The price of drugs is falling more steeply in the UK than the rest of Europe, it has been claimed.
Department of Health figures show that in 2010 drugs were cheaper in the UK than they were in 10 western European countries, including Germany and Sweden. Drugs were little more than a third of the cost of those in the US.
The picture has changed dramatically since 2004 when only Germany had more expensive drugs than the UK and US prices were less than double of those in the UK.
The analysis was carried out as part of the first review of the 2009 pharmaceutical price regulation scheme, which limits the profits big pharma can make through selling drugs to the NHS. It compared the prices of 250 branded products.
The 167 companies that signed up to the scheme agreed to a 3.9 per cent price cut in 2009 and a further 1.9 per cent cut in 2010 if they sold prescription medicines worth more than £5m to the NHS annually.
In return, the government promised action to support innovation and a more “systemic” approach to patient access schemes - in which the company and government reach agreement on a fair price - and flexible pricing. This would allow companies to change the price of a drug if new evidence emerged about its effectiveness or if it was found to have additional uses.
However, the report found there had been no applications to change prices and only 17 PASs had been set up.
Former DH national quality innovation productivity and prevention lead for medicines use and procurement Peter Rowe told HSJ: “Broadly speaking the report shows we are not paying excessive prices for medicines but the real issue is we have not been as successful as the PPRS envisaged at getting innovative medicines to patients.

◆ Exercises to complete:
1. From the article on drug prices, reproduce the passage that opens with the words containing "The price of drugs" and closes with "250 branded products.".
2. According to the article on drug prices, how many branded products did the analysis compare?

◆ Extracted material:
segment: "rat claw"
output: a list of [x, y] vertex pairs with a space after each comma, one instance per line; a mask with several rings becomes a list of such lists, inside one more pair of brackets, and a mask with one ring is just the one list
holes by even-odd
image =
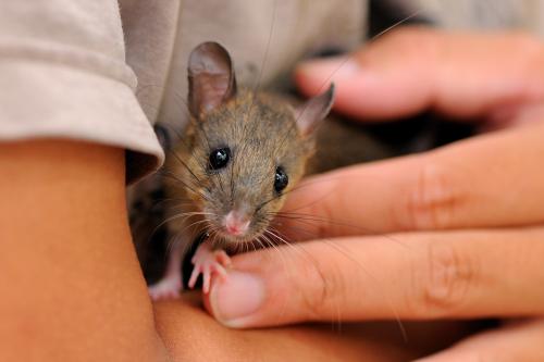
[[211, 278], [218, 274], [223, 280], [227, 277], [226, 267], [231, 266], [231, 258], [224, 250], [212, 250], [211, 246], [201, 244], [191, 259], [195, 269], [190, 274], [189, 288], [194, 288], [198, 276], [202, 274], [202, 291], [210, 291]]
[[224, 250], [218, 250], [215, 251], [215, 259], [218, 262], [220, 262], [223, 266], [228, 267], [232, 265], [231, 263], [231, 258]]
[[195, 288], [195, 284], [197, 283], [198, 276], [200, 275], [201, 271], [202, 270], [201, 270], [200, 265], [196, 265], [195, 269], [193, 270], [193, 272], [190, 273], [190, 278], [189, 278], [189, 283], [188, 283], [188, 286], [190, 289]]
[[205, 295], [207, 295], [210, 291], [210, 279], [211, 279], [210, 271], [206, 271], [202, 277], [203, 277], [202, 291], [205, 292]]
[[211, 265], [210, 269], [212, 272], [217, 272], [223, 278], [223, 280], [226, 279], [226, 269], [224, 269], [223, 265], [214, 264], [214, 265]]

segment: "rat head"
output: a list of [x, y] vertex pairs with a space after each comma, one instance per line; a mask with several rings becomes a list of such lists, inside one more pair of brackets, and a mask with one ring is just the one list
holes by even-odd
[[193, 50], [188, 78], [186, 176], [195, 187], [187, 194], [211, 234], [227, 242], [258, 238], [304, 174], [333, 86], [299, 107], [237, 88], [228, 52], [215, 42]]

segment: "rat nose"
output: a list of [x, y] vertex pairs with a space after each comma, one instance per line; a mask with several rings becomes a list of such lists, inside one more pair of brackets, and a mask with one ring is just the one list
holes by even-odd
[[232, 210], [226, 214], [224, 224], [228, 234], [240, 236], [246, 234], [250, 222], [251, 220], [247, 214]]

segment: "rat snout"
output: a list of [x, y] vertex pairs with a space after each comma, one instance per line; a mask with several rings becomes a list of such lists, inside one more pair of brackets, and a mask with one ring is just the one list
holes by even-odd
[[247, 233], [251, 219], [247, 213], [232, 210], [224, 219], [224, 226], [228, 234], [242, 236]]

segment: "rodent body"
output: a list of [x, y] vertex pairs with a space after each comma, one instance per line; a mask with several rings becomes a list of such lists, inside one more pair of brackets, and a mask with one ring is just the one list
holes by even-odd
[[181, 287], [182, 255], [197, 238], [203, 245], [197, 251], [201, 258], [193, 260], [189, 286], [202, 272], [206, 292], [212, 272], [226, 274], [220, 263], [227, 255], [214, 249], [239, 247], [267, 233], [285, 194], [305, 174], [316, 129], [334, 97], [331, 85], [294, 107], [272, 95], [238, 89], [231, 58], [215, 42], [191, 52], [188, 79], [191, 122], [165, 165], [166, 194], [180, 201], [168, 212], [175, 241], [165, 278], [150, 288], [156, 299]]

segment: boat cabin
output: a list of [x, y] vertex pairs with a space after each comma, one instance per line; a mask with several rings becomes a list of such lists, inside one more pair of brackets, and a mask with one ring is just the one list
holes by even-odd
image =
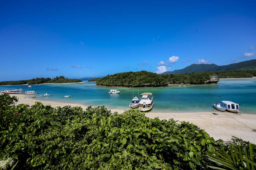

◆ Your written answers:
1.
The price of drugs is falling more steeply in the UK than the rest of Europe, it has been claimed.
Department of Health figures show that in 2010 drugs were cheaper in the UK than they were in 10 western European countries, including Germany and Sweden. Drugs were little more than a third of the cost of those in the US.
The picture has changed dramatically since 2004 when only Germany had more expensive drugs than the UK and US prices were less than double of those in the UK.
The analysis was carried out as part of the first review of the 2009 pharmaceutical price regulation scheme, which limits the profits big pharma can make through selling drugs to the NHS. It compared the prices of 250 branded products.

2. 250 branded products.